Exercise: From the line containing "Referring to the image above, could you locate the fallen" onward, every line of the entries is to be set down exactly, the last line included.

Data for analysis:
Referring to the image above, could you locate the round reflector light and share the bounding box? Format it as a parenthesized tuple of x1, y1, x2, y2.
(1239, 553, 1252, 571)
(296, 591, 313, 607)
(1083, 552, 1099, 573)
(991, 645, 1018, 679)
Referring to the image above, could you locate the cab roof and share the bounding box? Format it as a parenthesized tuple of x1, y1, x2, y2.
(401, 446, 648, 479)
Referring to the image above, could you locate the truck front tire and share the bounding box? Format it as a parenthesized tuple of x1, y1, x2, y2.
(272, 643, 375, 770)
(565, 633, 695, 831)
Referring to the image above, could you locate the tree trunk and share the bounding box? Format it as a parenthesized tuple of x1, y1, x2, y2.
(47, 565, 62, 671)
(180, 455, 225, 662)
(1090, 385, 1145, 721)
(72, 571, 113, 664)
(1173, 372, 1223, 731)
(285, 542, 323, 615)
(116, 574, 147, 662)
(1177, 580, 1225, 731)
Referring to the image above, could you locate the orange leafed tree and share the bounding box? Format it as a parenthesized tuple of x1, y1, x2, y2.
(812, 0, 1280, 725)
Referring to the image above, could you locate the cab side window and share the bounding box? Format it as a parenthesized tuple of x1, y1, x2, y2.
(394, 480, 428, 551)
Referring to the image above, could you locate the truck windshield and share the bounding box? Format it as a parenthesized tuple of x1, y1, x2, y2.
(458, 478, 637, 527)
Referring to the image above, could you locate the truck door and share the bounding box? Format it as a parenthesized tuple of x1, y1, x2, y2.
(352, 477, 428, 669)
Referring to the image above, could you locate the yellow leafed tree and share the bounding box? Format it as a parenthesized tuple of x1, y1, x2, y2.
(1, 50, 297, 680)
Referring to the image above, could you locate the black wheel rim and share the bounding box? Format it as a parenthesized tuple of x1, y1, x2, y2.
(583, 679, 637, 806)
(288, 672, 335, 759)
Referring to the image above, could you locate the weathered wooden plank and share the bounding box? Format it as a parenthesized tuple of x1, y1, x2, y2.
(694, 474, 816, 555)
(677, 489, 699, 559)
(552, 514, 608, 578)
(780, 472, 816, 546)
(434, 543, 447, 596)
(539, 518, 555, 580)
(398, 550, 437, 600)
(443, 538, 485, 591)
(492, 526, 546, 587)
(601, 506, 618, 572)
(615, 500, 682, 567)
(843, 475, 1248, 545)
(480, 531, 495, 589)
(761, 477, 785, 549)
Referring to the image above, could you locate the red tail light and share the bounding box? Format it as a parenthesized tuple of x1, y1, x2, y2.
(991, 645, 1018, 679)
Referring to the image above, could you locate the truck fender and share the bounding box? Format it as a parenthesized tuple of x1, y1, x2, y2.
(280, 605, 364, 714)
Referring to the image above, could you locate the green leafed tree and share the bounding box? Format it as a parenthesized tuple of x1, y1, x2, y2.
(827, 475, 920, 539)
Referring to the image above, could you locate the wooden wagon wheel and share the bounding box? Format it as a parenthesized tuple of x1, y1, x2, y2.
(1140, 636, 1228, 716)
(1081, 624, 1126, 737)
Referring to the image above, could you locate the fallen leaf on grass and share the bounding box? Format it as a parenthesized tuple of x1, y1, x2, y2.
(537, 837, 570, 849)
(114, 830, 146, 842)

Completed exercise:
Referring to the image above, could you locate the fallen leaf on grass and share the bounding box? Format it as a parenthesized tuple of x1, y1, x2, y2.
(537, 837, 570, 849)
(114, 830, 146, 842)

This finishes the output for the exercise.